[Entries from a pointing dataset]
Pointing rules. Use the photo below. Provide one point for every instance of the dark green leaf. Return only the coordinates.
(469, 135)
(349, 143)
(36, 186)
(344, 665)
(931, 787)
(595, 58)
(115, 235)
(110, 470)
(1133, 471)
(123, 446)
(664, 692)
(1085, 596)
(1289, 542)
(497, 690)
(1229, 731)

» **Required work**
Render every line of the entries above as a JSON list of strings, one string per line, leaving out blank lines.

» **Task result**
[
  "Pointing rules. Use the photo below. Provide one point for every instance of the dark green leaf. Return only the coordinates.",
  "(469, 135)",
  "(349, 143)",
  "(36, 186)",
  "(344, 665)",
  "(931, 787)",
  "(595, 58)",
  "(115, 235)",
  "(110, 470)",
  "(1133, 471)",
  "(123, 446)",
  "(664, 692)",
  "(1085, 596)",
  "(1289, 542)",
  "(497, 690)",
  "(1229, 731)"
]